Start of SOURCE PASSAGE
Natural extracts were produced by the functional health food research center at the Aribio Company (Republic of Korea) and they were made into several forms such as drinks, tablets, powder, and capsules for convenience. During the experimental period, all participants received a monitoring call on the phone 3 times a day as a safety check. Placebo drugs for PG had the same package, color, taste, and flavor as the composite weight-loss dietary supplement.

Drinks

HCA, puer tea, and lotus leaf extract were consumed as drinks and the dosage was 230ml

Powder

Red ginseng concentrate and grain enzymes were in powder form and the dosage was 3g

Tablets

Slendesta extracted from potatoes and riboflavin were made into tablets and the dosage was 400mg

Capsules

Aloe, vitamins, and minerals were made into capsules and the dosage was 500mg

The composite weight-loss dietary supplement intake method

Intake of the composite weight-loss dietary supplement occurred 4 times a day (at 30 minutes before each meal and before bedtime) over 4 weeks. Meal size and the amount of physical activity (exercise program) were not controlled or restricted. The detailed intake method is presented in Table 2.

Daily intake of composite weight-loss dietary supplement

Measurement items and methods

Body fat measurement

DEXA (HV-PS 7681, Lunar, USA) was used to measure body fat changes. Metals such as necklaces and watches were removed and all participants wore patient gowns during DEXA scanning to prevent measurement errors. DEXA measurement was conducted twice (at baseline and after 4 weeks of dietary supplement intake).

Blood draw and analysis

Blood was drawn from the forearm vein of all participants at 06:00 after 12 hours of fasting. All blood samples were put into EDTA tubes and serum tubes and centrifuged (3000rpm: 15minutes) prior to analysis.
End of SOURCE PASSAGE
Start of GIVEN DATA
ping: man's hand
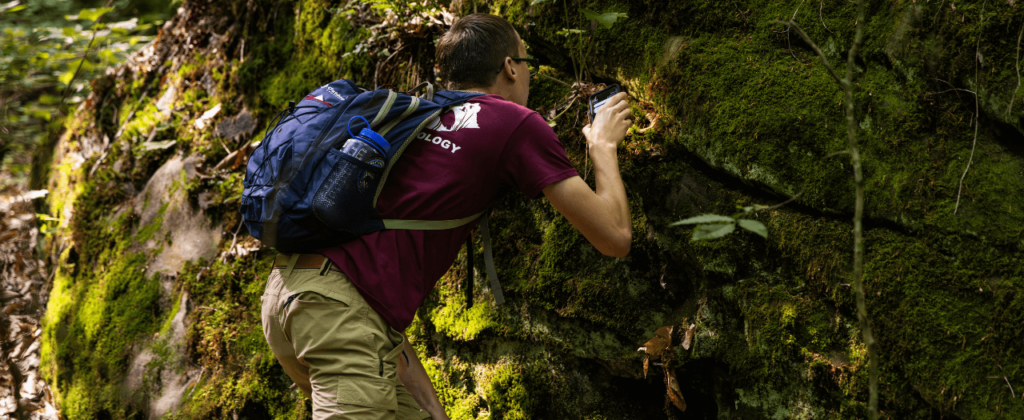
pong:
[544,93,633,257]
[398,339,449,420]
[583,92,633,151]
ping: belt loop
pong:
[321,257,331,276]
[285,253,300,280]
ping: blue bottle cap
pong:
[359,128,391,154]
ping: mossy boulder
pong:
End of GIVEN DATA
PROBLEMS AND TASKS —
a - Transcribe the weight-loss supplement study passage from "The composite weight-loss dietary supplement intake" to "in Table 2.".
b - Answer these questions from the weight-loss supplement study passage:
(i) How many monitoring calls a day did participants receive during the experimental period?
(ii) What form did the red ginseng concentrate and grain enzymes take, and what was their dosage?
(iii) At what time was blood drawn, and after how many hours of fasting?
c - Extend the weight-loss supplement study passage, starting after its final sentence on centrifuging the blood samples.

ANSWERS GIVEN —
a -
The composite weight-loss dietary supplement intake method

Intake of the composite weight-loss dietary supplement occurred 4 times a day (at 30 minutes before each meal and before bedtime) over 4 weeks. Meal size and the amount of physical activity (exercise program) were not controlled or restricted. The detailed intake method is presented in Table 2.

b -
(i) 3 times a day
(ii) Powder form, with a dosage of 3g
(iii) At 06:00, after 12 hours of fasting

c -
Total cholesterol

Total cholesterol was analyzed by enzyme colorimetry using a spectrophotometer. A quantified total cholesterol kit was used. A 20 μl sample was added to the 1,000 μl kit after 1-minute of preliminary heating. The mixture was kept in a water bath at 37°C for 5 minutes and then total cholesterol was measured.

Triglyceride

Triglyceride was analyzed by enzyme colorimetry using a spectrophotometer. A quantified triglyceride kit was used. A 20 μl sample was added to the 1,000 μl kit after 1-minute of preliminary heating. The mixture was kept in a water bath at 37°C for 5 minutes and then total cholesterol was measured.

HDL-C & LDL-C

High and low lipoprotein cholesterol analysis was performed by using 6ml vacutainer blood sample serum tubes containing SST gel and clotting activator. A Nedin (Korea) quantified lipoprotein cholesterol kit was used for evaluation at 505nm.

Data Analysis

SPSS 21.0 for Windows (Chicago, IL, USA) was used to process the study data and descriptive statistics was conducted. Two-way mixed ANOVA was used to test the time effect, interaction, and group differences between DG and PG. Statistical significance was set at p < .05.

RESULTS

Body fat changes

After completing the 4-week trial, there was no significant difference in weight and BMI in DG and PG. However, there was a greater significant interaction between lean body mass and dietary supplement treatment in DG compared to PG (p < .05). The significant decrease in percent body fat confirmed that the time effect was valid (p < .05) (Table 3).

Body composition changes following 4-week supplement intake

Blood lipid changes

Blood lipid change results showed that there was no significant difference in TC, TG, and LDL in both groups. However, there was a significant interaction between the dietary supplement and HDL-C (p < .001) as well as an increase in HDL-C in DG (p < .001) (Table 4).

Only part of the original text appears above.